_TASK ITEM:_
For this exercise, reproduce the entries below exactly, but only from the line containing "Query: strap-shaped leaf" through the line containing "[ ] a keypoint on each instance of the gannet in", both included.

_Extracted data entries:_
***

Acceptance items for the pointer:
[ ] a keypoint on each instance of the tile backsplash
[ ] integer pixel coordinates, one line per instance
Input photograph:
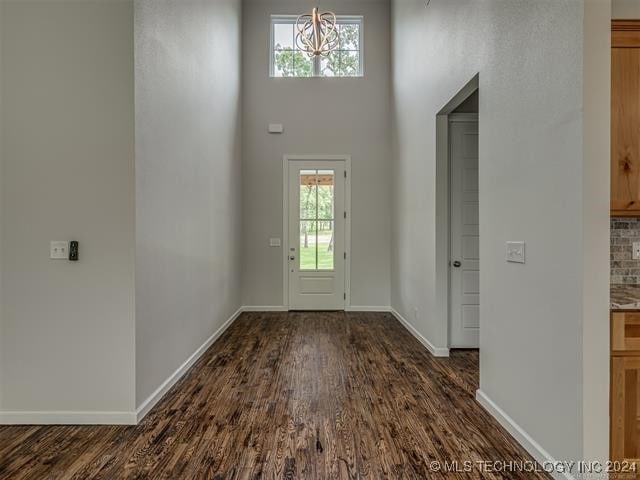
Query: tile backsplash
(624, 231)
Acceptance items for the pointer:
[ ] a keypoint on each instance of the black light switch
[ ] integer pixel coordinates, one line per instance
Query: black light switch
(73, 251)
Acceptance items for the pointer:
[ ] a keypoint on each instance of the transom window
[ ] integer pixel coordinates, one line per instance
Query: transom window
(287, 60)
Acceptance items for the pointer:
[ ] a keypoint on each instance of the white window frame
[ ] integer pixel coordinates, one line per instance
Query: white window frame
(340, 19)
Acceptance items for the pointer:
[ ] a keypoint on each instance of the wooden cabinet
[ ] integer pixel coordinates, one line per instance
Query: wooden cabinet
(625, 118)
(625, 386)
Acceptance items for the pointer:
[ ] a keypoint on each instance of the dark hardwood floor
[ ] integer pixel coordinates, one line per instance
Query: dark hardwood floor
(289, 395)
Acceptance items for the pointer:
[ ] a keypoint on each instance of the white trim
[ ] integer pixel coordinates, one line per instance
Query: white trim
(292, 19)
(519, 434)
(12, 417)
(435, 351)
(442, 201)
(286, 159)
(368, 308)
(463, 117)
(155, 397)
(270, 308)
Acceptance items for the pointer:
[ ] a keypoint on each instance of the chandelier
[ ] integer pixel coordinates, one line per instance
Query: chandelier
(317, 33)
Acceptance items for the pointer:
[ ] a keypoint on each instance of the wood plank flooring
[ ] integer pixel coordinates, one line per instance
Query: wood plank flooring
(289, 396)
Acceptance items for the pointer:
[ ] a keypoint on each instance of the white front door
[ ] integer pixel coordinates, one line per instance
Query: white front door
(464, 292)
(316, 256)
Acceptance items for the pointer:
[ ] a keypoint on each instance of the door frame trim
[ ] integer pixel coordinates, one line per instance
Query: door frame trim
(443, 217)
(286, 161)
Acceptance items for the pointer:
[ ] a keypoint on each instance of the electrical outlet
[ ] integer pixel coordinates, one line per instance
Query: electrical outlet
(516, 252)
(59, 250)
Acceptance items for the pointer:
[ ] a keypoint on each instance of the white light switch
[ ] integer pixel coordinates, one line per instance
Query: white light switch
(275, 242)
(59, 250)
(515, 252)
(276, 128)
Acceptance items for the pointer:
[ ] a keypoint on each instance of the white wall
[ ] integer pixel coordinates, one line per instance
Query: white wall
(353, 116)
(188, 186)
(67, 174)
(535, 185)
(1, 196)
(625, 8)
(595, 213)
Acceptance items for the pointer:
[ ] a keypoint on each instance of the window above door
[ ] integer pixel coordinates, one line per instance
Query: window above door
(287, 60)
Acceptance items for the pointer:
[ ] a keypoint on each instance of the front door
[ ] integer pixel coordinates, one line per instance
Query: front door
(317, 256)
(464, 290)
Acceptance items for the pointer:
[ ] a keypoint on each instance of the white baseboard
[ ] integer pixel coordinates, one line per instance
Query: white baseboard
(271, 308)
(155, 397)
(281, 308)
(9, 417)
(521, 436)
(435, 351)
(367, 308)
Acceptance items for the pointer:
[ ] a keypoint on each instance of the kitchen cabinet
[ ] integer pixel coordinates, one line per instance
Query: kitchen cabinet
(625, 386)
(625, 118)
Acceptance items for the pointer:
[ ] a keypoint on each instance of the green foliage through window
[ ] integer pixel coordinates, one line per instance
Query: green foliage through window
(289, 61)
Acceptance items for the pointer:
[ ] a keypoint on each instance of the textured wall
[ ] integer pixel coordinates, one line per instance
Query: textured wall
(320, 116)
(536, 185)
(67, 174)
(188, 201)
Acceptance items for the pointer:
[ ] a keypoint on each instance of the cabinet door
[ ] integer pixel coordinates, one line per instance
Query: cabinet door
(625, 131)
(625, 408)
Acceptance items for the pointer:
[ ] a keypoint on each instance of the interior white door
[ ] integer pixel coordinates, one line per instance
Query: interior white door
(316, 256)
(464, 292)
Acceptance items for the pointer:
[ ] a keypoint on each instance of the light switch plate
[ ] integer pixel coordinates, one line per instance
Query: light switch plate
(516, 252)
(275, 242)
(59, 250)
(276, 128)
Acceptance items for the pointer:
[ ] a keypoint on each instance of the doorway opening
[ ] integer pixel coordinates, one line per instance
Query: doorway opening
(457, 213)
(316, 218)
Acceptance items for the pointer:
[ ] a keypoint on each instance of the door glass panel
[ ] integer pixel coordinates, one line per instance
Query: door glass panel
(325, 194)
(317, 219)
(325, 245)
(308, 245)
(308, 194)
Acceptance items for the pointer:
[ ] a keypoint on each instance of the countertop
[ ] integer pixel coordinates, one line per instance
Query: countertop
(625, 297)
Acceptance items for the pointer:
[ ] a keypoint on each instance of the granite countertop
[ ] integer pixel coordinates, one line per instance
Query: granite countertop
(625, 297)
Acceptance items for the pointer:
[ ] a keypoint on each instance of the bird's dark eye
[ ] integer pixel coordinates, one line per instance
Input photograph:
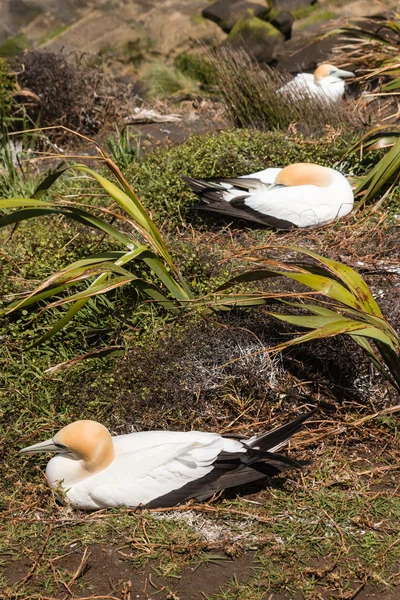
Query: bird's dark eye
(60, 446)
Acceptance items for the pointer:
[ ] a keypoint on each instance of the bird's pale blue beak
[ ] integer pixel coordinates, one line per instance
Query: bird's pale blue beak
(47, 446)
(344, 74)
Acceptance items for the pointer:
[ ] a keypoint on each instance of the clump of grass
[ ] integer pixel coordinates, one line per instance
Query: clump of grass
(7, 91)
(124, 146)
(249, 91)
(165, 80)
(372, 47)
(197, 67)
(69, 93)
(384, 176)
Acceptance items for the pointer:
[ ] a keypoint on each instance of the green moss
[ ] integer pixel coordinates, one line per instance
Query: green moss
(158, 179)
(304, 11)
(255, 28)
(314, 19)
(14, 46)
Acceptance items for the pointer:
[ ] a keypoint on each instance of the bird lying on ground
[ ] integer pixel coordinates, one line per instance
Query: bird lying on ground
(325, 83)
(157, 468)
(300, 195)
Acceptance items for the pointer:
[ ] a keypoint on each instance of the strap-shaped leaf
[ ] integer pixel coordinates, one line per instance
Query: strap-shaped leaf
(351, 279)
(21, 202)
(76, 214)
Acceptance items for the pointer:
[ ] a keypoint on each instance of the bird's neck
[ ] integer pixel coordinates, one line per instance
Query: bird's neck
(71, 469)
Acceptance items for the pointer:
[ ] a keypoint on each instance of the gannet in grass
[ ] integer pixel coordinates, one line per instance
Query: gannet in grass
(300, 195)
(157, 468)
(325, 83)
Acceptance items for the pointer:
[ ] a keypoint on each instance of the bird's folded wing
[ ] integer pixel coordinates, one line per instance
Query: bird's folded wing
(139, 477)
(303, 206)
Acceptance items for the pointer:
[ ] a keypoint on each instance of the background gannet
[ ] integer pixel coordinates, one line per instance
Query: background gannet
(326, 82)
(157, 468)
(300, 195)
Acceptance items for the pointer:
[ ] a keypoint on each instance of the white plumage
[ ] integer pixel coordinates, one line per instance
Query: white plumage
(157, 468)
(326, 83)
(300, 195)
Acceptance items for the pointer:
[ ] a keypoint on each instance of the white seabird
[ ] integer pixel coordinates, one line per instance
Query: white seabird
(325, 83)
(300, 195)
(157, 468)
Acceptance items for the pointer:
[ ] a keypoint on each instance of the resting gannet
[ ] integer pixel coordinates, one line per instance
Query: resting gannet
(300, 195)
(326, 82)
(157, 468)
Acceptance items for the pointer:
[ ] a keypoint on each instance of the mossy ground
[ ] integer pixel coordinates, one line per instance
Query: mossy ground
(323, 533)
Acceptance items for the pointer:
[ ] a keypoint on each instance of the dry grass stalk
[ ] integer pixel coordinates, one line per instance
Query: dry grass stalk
(250, 94)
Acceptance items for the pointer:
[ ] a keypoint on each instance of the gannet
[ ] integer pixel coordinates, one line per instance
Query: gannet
(300, 195)
(326, 82)
(157, 468)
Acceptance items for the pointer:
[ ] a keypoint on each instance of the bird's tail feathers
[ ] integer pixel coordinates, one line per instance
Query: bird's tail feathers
(273, 440)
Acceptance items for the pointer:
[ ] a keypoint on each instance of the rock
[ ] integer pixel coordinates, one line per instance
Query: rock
(292, 5)
(226, 13)
(284, 21)
(262, 40)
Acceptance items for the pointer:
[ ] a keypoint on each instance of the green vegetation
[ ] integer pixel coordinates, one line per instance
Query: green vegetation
(157, 178)
(14, 46)
(107, 268)
(164, 80)
(342, 304)
(385, 174)
(249, 92)
(51, 35)
(124, 360)
(7, 90)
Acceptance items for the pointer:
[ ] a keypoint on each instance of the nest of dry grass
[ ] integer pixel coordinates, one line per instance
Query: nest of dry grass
(249, 91)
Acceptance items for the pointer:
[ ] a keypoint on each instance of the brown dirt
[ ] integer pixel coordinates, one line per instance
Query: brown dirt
(106, 574)
(103, 574)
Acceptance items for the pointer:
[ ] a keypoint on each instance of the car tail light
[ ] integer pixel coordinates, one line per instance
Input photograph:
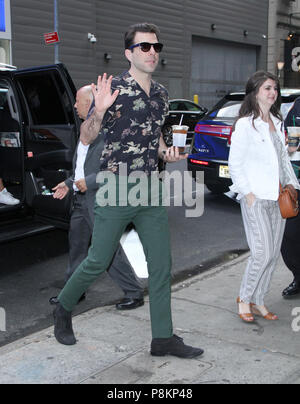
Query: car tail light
(199, 162)
(215, 130)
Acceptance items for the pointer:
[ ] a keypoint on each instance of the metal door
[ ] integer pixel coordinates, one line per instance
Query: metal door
(219, 67)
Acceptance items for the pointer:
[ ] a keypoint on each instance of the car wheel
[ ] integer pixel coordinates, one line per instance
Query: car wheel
(217, 189)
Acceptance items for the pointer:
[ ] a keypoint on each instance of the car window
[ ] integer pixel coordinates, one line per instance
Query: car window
(231, 109)
(47, 100)
(178, 106)
(192, 107)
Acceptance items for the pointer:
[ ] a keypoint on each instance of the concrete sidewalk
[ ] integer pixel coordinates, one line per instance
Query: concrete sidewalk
(113, 347)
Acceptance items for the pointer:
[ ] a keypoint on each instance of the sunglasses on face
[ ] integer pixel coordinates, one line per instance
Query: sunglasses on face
(146, 46)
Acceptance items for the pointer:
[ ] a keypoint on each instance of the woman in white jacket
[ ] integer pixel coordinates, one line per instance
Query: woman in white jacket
(258, 162)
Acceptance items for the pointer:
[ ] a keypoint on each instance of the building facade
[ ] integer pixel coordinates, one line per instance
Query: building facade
(211, 47)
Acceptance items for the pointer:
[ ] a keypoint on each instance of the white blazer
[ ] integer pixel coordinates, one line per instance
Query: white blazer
(253, 161)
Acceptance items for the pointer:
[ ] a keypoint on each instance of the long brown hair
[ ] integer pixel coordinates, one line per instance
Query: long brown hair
(250, 105)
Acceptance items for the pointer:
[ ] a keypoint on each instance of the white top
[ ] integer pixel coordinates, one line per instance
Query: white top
(253, 161)
(81, 157)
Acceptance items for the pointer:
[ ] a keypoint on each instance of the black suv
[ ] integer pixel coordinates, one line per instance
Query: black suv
(39, 130)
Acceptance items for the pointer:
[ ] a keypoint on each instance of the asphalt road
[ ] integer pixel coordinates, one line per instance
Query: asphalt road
(32, 269)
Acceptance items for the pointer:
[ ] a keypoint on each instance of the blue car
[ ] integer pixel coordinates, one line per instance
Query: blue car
(211, 142)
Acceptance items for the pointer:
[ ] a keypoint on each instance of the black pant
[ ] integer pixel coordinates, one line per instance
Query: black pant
(291, 245)
(81, 230)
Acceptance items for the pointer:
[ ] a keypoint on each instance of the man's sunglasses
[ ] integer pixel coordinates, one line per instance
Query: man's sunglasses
(146, 46)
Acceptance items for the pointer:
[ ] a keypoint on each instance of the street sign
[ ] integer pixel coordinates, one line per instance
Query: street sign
(51, 38)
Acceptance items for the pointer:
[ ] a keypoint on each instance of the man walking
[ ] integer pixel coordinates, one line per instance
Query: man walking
(83, 184)
(129, 113)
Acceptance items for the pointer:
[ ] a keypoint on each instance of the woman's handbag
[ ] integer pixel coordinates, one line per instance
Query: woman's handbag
(288, 201)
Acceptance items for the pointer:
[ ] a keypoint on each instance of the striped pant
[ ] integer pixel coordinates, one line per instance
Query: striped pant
(264, 229)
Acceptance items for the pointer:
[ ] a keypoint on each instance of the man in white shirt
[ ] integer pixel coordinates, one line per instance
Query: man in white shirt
(83, 183)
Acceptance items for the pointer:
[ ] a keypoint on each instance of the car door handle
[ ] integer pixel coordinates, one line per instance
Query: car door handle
(38, 136)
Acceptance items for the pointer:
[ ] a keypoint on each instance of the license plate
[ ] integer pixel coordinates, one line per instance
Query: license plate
(224, 172)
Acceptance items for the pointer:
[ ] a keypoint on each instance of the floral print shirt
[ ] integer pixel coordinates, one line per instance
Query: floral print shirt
(132, 126)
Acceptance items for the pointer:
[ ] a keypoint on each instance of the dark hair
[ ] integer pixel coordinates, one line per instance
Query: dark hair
(250, 105)
(143, 27)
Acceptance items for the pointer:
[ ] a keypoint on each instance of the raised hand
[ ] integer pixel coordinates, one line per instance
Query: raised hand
(104, 98)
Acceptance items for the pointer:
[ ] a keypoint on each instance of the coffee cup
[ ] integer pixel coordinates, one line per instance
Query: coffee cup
(293, 137)
(180, 136)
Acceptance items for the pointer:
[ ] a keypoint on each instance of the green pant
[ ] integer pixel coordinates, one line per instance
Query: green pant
(151, 223)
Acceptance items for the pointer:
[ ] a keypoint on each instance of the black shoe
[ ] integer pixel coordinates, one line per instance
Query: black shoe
(129, 304)
(54, 300)
(63, 329)
(292, 290)
(174, 346)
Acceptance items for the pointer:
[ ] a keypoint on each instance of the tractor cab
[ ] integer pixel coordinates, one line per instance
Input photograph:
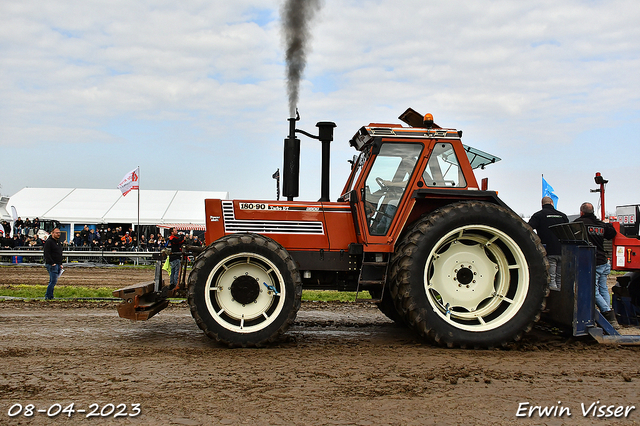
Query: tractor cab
(396, 164)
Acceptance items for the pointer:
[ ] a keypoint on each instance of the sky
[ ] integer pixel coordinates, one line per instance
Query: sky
(194, 91)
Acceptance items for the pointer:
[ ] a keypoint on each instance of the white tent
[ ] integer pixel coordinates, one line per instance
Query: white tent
(4, 213)
(96, 206)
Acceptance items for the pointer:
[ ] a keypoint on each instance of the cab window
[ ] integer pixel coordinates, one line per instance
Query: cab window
(443, 169)
(386, 183)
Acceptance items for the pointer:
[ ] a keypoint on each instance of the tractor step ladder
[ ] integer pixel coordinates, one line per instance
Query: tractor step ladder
(380, 279)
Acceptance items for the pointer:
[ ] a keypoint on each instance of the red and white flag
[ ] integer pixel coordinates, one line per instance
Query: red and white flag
(130, 181)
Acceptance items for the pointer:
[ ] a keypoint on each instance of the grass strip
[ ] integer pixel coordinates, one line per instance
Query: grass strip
(36, 291)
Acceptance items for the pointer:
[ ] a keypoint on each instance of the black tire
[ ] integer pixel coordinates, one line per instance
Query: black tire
(244, 290)
(470, 274)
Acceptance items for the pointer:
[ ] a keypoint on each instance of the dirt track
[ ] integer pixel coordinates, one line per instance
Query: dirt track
(339, 364)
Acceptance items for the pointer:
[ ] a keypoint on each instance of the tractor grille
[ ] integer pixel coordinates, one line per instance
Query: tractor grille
(233, 225)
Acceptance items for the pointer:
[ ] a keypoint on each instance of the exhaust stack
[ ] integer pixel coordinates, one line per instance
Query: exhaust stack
(325, 134)
(291, 166)
(291, 173)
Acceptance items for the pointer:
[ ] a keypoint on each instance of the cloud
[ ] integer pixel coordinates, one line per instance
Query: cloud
(530, 82)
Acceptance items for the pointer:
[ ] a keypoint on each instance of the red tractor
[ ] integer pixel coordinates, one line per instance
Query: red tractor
(412, 227)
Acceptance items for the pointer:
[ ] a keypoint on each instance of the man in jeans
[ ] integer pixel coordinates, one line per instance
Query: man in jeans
(53, 260)
(541, 221)
(175, 244)
(597, 232)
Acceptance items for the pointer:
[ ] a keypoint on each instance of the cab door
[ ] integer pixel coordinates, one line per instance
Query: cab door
(383, 188)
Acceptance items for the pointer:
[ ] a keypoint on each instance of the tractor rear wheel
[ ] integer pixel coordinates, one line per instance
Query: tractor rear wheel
(244, 290)
(470, 274)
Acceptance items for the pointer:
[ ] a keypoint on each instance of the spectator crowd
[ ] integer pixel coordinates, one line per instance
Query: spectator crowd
(25, 234)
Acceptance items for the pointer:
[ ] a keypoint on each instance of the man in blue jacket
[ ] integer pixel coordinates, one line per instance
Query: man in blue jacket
(53, 260)
(599, 231)
(540, 221)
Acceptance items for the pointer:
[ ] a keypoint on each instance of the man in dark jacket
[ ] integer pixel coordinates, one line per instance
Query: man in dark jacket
(175, 244)
(597, 232)
(53, 260)
(540, 221)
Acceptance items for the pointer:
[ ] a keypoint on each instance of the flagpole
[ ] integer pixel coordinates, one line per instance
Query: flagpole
(138, 227)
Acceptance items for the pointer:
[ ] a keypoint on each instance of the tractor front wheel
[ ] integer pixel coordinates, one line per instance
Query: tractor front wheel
(244, 290)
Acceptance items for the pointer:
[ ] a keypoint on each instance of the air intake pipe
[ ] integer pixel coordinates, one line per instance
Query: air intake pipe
(291, 168)
(325, 134)
(291, 174)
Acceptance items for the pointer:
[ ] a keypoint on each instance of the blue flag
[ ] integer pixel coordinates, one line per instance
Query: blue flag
(547, 191)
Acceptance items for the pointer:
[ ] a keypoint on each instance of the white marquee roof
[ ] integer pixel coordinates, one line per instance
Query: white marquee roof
(93, 206)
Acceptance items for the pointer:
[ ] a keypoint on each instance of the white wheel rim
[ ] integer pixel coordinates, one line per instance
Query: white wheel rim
(249, 317)
(476, 278)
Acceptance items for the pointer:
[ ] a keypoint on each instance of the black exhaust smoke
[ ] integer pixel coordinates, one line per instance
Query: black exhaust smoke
(296, 16)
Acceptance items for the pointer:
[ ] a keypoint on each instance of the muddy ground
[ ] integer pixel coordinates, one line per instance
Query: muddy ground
(340, 364)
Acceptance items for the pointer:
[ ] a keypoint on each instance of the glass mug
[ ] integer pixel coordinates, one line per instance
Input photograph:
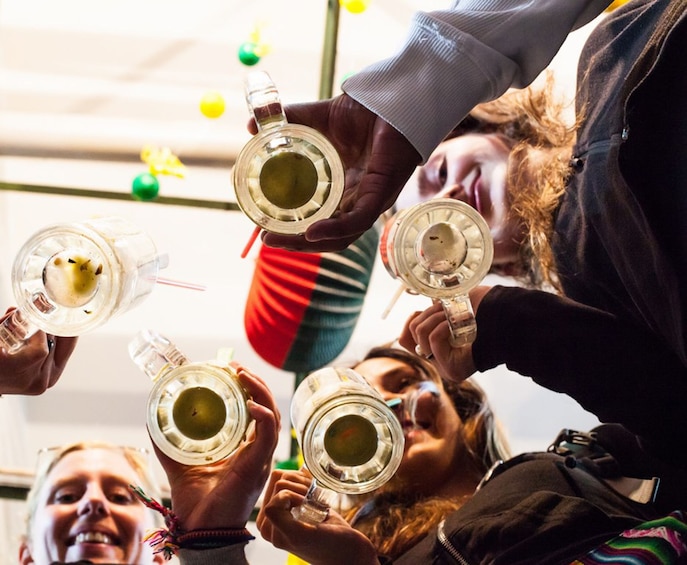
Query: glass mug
(196, 412)
(71, 278)
(287, 176)
(351, 441)
(441, 248)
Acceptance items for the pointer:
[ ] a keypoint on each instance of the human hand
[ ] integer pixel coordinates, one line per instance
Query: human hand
(223, 495)
(36, 365)
(431, 332)
(331, 542)
(377, 158)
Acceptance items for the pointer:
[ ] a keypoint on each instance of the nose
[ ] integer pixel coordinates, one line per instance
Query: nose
(93, 501)
(417, 400)
(456, 192)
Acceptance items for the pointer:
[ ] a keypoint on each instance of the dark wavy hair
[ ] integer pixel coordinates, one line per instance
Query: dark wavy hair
(395, 521)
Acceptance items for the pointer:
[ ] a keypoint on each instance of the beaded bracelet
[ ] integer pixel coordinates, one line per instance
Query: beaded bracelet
(169, 540)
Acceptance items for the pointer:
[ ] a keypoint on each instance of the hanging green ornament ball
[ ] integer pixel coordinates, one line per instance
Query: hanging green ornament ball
(145, 187)
(248, 54)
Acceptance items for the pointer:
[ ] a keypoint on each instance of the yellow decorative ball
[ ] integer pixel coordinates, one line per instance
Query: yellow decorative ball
(212, 105)
(355, 6)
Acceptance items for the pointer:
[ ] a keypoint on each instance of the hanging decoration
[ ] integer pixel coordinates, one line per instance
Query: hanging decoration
(255, 48)
(212, 104)
(355, 6)
(160, 161)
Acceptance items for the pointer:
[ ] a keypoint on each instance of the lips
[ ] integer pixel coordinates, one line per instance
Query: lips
(93, 537)
(473, 196)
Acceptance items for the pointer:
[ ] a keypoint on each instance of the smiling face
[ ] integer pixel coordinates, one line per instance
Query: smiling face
(472, 168)
(434, 450)
(84, 510)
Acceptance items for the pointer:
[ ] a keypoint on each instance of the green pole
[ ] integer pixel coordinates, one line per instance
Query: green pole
(331, 34)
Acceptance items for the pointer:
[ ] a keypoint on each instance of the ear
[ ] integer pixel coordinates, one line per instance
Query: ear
(25, 554)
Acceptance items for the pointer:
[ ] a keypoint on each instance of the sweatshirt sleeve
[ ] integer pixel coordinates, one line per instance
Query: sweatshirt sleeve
(615, 369)
(455, 59)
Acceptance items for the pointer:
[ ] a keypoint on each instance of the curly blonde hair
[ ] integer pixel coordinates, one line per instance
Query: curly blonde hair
(531, 121)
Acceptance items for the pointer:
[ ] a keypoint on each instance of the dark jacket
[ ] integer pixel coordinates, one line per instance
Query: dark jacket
(617, 342)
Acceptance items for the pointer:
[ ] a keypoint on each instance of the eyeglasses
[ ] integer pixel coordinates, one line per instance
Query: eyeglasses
(138, 457)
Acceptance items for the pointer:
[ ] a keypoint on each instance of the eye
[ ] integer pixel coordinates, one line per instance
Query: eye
(120, 496)
(443, 172)
(66, 496)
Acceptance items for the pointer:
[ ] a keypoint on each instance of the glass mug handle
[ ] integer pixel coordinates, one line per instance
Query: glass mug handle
(315, 506)
(461, 320)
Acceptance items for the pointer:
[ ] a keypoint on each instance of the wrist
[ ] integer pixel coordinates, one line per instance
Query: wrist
(214, 538)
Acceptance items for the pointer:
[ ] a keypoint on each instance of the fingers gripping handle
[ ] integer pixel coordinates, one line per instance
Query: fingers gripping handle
(461, 320)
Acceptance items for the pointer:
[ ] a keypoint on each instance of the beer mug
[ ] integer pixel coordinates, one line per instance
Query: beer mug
(441, 248)
(69, 279)
(196, 412)
(351, 441)
(287, 176)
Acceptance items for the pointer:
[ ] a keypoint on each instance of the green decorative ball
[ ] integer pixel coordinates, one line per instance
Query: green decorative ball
(145, 187)
(248, 54)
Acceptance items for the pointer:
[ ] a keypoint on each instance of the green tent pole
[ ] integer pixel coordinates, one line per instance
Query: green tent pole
(331, 33)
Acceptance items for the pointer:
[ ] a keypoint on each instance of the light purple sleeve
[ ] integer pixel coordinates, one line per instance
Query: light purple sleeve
(454, 59)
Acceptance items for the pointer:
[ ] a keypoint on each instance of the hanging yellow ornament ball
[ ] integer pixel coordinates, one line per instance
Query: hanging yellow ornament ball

***

_OUTPUT OF THE EXERCISE:_
Query: strap-shaped leaf
(351, 279)
(21, 202)
(76, 214)
Acceptance items for the pointer:
[ ] a keypoint on each instance of the bird's neck
[ ] integer pixel coordinates, one line per instance
Query: bird's neck
(71, 469)
Acceptance items for the pointer:
[ ] a keypoint on each instance of the gannet in grass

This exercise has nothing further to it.